WORK TO COMPLETE:
Can you reproduce the lines below character for character, starting at the first line and ending at the line that contains "x=572 y=439", with both of those lines included?
==*==
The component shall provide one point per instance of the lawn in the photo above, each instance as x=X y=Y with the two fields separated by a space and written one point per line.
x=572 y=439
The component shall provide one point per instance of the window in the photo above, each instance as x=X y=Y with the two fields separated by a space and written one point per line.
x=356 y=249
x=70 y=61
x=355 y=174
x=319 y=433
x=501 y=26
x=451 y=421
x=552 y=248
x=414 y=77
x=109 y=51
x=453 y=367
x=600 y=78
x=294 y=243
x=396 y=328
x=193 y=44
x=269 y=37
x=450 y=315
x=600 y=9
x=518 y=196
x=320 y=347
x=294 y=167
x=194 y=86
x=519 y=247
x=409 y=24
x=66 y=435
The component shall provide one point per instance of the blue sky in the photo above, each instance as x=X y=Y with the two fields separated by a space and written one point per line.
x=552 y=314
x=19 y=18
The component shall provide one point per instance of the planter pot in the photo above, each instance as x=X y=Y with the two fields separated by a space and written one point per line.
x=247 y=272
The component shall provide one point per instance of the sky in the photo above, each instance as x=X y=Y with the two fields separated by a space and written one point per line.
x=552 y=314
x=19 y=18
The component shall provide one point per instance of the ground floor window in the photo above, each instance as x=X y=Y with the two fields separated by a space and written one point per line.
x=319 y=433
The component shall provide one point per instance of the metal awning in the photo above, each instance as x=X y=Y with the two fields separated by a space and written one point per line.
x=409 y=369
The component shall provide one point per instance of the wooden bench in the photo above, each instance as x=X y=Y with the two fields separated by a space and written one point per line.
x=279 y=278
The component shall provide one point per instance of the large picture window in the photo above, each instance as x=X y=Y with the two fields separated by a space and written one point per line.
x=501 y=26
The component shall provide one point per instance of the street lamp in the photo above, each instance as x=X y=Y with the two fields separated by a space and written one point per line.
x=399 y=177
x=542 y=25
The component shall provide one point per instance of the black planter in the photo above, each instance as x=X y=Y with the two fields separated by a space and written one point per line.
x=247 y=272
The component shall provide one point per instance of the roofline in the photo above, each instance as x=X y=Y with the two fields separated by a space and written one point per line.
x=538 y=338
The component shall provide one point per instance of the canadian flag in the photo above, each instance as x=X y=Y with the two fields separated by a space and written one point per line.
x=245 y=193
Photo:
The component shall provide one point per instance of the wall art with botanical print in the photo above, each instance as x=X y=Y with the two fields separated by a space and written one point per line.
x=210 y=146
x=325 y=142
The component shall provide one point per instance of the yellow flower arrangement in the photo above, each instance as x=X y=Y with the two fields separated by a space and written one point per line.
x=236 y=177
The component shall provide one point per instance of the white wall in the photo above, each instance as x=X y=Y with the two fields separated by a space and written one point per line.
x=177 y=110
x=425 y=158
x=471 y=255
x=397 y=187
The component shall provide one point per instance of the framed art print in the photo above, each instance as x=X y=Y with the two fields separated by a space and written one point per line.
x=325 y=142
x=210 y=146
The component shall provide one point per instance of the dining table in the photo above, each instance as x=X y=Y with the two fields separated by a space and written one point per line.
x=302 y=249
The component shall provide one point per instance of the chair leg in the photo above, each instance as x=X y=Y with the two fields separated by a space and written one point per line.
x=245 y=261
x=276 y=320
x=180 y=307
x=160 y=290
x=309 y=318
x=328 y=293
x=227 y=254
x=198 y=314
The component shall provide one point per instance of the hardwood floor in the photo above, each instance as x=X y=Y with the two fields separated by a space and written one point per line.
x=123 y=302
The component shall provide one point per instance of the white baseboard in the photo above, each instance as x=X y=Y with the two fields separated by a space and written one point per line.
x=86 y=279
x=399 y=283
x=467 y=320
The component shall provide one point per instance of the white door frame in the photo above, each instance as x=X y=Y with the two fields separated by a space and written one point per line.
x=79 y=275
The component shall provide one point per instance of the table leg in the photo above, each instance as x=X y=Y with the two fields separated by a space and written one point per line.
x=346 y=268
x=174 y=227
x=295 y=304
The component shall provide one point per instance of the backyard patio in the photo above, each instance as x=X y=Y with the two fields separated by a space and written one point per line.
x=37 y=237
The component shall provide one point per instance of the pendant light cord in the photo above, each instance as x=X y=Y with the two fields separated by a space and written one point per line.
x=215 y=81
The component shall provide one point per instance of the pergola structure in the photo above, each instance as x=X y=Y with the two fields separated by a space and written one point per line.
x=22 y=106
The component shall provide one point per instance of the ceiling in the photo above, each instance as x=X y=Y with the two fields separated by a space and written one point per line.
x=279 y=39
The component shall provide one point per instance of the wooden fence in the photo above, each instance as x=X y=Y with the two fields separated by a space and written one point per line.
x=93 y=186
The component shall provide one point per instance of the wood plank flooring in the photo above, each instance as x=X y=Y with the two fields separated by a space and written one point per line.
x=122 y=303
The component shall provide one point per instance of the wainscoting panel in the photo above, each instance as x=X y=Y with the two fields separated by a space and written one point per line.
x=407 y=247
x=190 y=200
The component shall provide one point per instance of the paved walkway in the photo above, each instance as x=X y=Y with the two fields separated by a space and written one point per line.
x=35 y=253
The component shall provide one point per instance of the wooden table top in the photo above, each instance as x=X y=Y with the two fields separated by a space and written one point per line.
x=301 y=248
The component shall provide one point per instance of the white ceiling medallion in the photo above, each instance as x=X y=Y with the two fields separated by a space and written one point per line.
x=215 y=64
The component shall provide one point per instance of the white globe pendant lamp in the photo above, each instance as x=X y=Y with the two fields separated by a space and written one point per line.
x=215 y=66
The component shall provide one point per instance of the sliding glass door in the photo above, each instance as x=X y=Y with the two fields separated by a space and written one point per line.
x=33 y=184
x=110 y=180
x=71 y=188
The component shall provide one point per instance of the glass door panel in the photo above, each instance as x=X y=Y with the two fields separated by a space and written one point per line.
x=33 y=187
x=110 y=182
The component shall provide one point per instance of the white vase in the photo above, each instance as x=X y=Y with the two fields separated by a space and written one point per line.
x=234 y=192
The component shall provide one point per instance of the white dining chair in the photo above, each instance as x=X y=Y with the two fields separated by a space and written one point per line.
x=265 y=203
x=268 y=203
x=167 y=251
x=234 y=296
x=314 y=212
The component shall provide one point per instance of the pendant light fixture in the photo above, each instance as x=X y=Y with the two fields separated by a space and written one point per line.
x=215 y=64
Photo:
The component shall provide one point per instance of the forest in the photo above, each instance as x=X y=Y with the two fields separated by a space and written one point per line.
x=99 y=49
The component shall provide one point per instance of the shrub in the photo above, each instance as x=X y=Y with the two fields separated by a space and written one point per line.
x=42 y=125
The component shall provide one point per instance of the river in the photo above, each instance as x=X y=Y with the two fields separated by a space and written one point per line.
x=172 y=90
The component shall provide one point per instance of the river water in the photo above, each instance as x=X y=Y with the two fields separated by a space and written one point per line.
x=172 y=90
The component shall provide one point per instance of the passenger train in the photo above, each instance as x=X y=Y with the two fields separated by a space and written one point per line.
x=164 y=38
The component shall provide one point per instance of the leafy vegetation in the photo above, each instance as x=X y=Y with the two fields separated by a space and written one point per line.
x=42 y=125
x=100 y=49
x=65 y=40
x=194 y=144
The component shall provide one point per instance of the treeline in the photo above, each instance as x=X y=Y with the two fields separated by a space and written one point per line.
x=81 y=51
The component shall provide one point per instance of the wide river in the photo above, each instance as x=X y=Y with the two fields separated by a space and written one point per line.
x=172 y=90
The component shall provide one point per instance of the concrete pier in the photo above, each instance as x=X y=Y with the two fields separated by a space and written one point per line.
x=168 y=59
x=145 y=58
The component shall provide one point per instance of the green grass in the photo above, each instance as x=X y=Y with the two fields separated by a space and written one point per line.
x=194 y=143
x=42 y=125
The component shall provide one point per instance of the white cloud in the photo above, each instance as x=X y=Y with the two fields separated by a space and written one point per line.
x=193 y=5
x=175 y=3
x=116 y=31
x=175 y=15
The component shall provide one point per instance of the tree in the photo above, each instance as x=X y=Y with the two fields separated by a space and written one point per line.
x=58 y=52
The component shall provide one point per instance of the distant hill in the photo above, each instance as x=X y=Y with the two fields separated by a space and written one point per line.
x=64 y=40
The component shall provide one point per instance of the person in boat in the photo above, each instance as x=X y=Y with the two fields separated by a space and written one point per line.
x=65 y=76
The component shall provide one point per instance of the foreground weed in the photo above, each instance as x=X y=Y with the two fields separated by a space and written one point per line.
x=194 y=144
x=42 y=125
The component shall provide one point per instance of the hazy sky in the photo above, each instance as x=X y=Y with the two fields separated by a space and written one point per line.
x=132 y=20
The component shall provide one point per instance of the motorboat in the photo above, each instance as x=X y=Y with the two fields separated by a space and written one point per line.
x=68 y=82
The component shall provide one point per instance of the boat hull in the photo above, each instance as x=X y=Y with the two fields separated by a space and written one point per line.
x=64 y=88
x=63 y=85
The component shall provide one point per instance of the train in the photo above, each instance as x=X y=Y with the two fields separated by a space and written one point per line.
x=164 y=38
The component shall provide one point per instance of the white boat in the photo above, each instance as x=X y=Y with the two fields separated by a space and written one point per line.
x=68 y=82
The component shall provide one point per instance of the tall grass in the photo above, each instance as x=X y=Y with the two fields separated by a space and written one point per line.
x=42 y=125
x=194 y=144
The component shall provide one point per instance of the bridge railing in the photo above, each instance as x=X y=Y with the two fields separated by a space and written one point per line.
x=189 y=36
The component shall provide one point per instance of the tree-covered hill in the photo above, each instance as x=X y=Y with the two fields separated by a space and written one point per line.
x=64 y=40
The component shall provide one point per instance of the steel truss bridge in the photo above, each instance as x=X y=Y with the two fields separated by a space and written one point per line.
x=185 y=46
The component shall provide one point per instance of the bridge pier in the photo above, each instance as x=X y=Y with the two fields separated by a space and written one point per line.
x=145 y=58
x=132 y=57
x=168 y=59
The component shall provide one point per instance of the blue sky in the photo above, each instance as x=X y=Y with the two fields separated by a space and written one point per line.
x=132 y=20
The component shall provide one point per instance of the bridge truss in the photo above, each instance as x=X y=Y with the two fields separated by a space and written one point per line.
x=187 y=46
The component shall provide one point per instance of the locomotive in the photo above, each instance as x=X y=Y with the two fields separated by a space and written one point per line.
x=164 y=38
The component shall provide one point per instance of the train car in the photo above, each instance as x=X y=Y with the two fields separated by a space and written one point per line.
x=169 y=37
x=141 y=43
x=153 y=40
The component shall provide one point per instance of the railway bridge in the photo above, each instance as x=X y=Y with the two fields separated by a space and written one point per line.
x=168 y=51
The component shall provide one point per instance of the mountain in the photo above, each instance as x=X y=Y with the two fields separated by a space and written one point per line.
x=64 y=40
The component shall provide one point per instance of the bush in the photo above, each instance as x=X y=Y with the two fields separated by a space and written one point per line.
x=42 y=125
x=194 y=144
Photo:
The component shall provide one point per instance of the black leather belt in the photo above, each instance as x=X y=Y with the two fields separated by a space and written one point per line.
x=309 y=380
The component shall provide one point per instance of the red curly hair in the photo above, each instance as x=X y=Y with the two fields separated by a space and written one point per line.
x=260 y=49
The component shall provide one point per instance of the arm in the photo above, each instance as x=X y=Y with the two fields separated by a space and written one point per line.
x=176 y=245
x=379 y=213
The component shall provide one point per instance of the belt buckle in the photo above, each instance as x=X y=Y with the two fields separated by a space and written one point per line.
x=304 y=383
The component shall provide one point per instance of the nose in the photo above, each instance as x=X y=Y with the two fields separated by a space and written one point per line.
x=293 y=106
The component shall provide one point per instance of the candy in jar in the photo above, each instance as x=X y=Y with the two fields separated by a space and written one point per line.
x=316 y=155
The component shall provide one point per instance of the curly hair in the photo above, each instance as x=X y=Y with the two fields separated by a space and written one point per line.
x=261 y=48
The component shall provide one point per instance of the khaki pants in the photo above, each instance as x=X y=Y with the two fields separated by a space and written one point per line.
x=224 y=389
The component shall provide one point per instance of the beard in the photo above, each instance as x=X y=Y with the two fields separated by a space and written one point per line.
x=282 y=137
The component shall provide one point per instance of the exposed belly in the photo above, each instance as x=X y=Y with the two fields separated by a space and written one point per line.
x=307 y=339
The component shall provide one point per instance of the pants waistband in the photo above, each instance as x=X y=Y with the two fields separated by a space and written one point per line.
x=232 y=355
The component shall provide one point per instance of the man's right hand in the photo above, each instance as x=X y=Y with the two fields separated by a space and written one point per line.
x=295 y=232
==*==
ANSWER TO THE EXERCISE:
The component shall provide one point per instance of the lawn in the photo above, each instance as x=X y=Y with the two fields separated by a space and written one point per line.
x=572 y=439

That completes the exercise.